**Short exercise:**
Pick out and copy every line in the records below that contains the string "pendant". Case counts.

**Entries:**
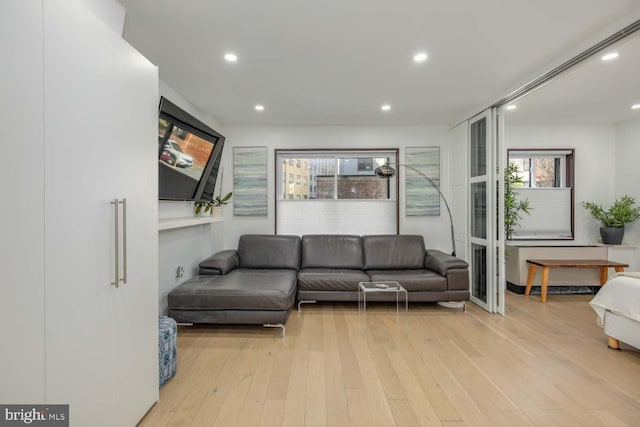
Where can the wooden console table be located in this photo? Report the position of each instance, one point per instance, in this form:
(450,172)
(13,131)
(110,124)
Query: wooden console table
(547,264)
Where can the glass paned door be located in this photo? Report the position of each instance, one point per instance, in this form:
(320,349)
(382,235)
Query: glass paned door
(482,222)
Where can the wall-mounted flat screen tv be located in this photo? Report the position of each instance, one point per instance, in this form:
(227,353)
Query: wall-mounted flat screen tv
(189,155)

--

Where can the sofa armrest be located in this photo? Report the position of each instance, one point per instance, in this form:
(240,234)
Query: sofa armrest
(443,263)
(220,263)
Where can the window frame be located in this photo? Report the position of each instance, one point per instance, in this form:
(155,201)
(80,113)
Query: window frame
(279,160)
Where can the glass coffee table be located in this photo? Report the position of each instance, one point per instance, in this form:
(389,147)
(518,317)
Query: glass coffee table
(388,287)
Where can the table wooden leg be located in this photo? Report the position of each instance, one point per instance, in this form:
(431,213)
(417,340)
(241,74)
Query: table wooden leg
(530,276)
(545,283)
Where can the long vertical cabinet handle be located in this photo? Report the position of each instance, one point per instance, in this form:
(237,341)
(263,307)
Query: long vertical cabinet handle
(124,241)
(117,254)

* * *

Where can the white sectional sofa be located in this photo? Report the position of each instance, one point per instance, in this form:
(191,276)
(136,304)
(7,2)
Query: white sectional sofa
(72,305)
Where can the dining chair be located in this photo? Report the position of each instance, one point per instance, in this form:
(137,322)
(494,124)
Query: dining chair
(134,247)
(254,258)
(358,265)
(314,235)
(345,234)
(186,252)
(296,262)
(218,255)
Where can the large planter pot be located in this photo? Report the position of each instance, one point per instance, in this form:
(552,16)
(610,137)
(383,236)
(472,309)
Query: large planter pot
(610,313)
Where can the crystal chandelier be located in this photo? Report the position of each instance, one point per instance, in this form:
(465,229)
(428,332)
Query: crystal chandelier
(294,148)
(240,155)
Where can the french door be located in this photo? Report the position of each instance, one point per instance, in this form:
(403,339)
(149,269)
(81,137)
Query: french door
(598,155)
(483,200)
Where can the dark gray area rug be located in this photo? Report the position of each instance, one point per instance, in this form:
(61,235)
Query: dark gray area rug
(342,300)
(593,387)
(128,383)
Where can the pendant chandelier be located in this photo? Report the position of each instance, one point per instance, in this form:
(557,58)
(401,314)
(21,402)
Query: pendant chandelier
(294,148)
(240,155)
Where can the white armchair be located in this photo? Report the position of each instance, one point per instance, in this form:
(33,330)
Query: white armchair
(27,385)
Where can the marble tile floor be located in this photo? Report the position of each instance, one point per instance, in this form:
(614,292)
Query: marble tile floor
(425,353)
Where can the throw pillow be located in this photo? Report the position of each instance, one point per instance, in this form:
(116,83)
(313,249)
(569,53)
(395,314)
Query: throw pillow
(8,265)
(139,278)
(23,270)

**Output below:**
Where can the pendant chandelier be located in this photo? Report the position of each instance, one point per instance, in this form:
Query: pendant chandelier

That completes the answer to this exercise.